-- Start of Entries provided --

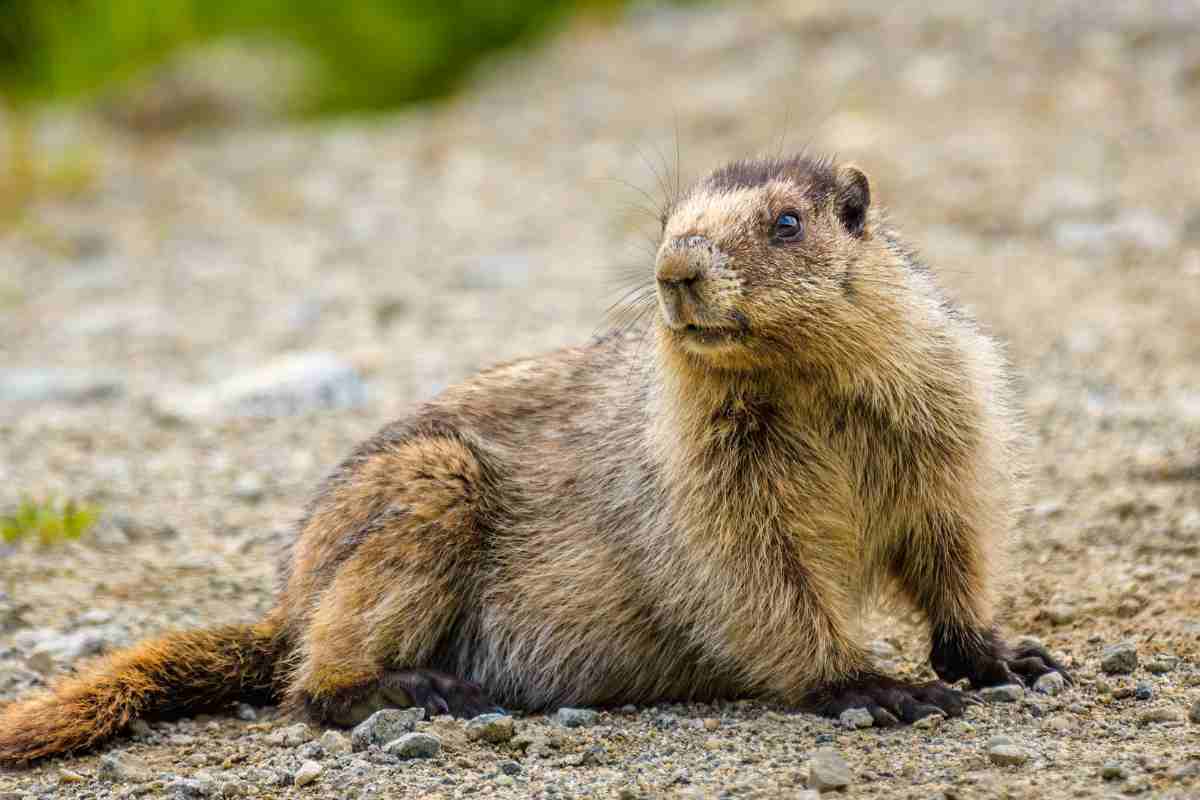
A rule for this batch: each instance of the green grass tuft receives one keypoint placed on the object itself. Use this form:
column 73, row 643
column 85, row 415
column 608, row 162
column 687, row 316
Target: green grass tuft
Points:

-- End of Entries provided --

What you need to do -> Reproduce every line of the rows above word for word, leaving the pictures out.

Written answer ->
A rule for this batch: each instance of the green grass tuft receives one keypoint placed on the object itself. Use this form:
column 73, row 643
column 85, row 415
column 608, row 162
column 687, row 316
Target: green grass tuft
Points:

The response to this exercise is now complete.